TEXT -
_ _ _

Eliogabalus is the second studio album by Italian/Slovenian rock band Devil Doll, released on May 1, 1990 on Hurdy Gurdy Records.

A concept by Mr. Doctor, the title of the album is a reference to the Roman Emperor Elagabalus.

Background
In 1989 Mr. Doctor began work on two compositions: "The Black Holes of My Mind", a 45-minute composition incorporating esoteric quotations and subliminal messages; and "Eliogabalus", a 60-minute composition inspired by Antonin Artaud's book Heliogabalus: Or, The Crowned Anarchist.

In December, Devil Doll entered Tivoli Studios with Jurij Toni to record the album. Hurdy Gurdy's budget limitations forced Mr. Doctor to cut down the two former compositions, in order to include both on a single vinyl release.

_ _ _

REQUIREMENT 1 -
Reproduce the album text from "A concept by" to "The Crowned Anarchist.", switching "Roman Emperor" to "Roman ruler".
The album text and the entries that follow come from unrelated sources.

_ _ _

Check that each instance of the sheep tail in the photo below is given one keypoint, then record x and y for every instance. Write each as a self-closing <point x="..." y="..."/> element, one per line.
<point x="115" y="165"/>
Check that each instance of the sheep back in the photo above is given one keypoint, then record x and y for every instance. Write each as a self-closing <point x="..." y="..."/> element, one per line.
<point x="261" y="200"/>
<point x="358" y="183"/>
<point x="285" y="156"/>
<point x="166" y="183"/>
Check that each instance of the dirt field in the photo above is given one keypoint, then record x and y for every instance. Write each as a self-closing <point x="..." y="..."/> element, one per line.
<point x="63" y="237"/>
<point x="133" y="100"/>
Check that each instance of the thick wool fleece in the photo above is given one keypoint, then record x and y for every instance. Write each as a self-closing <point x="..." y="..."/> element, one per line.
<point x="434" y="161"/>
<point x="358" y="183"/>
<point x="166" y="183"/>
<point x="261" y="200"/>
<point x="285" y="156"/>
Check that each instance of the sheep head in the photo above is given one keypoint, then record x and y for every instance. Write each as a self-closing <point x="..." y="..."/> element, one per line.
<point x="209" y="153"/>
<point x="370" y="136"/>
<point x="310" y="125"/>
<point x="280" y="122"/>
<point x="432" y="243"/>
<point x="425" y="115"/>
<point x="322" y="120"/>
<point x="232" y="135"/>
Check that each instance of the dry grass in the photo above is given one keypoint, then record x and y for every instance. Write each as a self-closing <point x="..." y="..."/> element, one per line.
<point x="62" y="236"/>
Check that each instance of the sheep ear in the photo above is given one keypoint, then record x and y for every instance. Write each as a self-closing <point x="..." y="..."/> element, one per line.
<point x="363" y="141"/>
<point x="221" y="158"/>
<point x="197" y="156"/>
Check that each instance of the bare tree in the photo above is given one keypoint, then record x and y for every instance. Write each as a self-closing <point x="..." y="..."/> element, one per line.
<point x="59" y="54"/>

_ _ _

REQUIREMENT 2 -
Count the lines in the entries that contain the string "head", and give only that number.

FULL ANSWER 1 -
A concept by Mr. Doctor, the title of the album is a reference to the Roman ruler Elagabalus.

Background
In 1989 Mr. Doctor began work on two compositions: "The Black Holes of My Mind", a 45-minute composition incorporating esoteric quotations and subliminal messages; and "Eliogabalus", a 60-minute composition inspired by Antonin Artaud's book Heliogabalus: Or, The Crowned Anarchist.

FULL ANSWER 2 -
1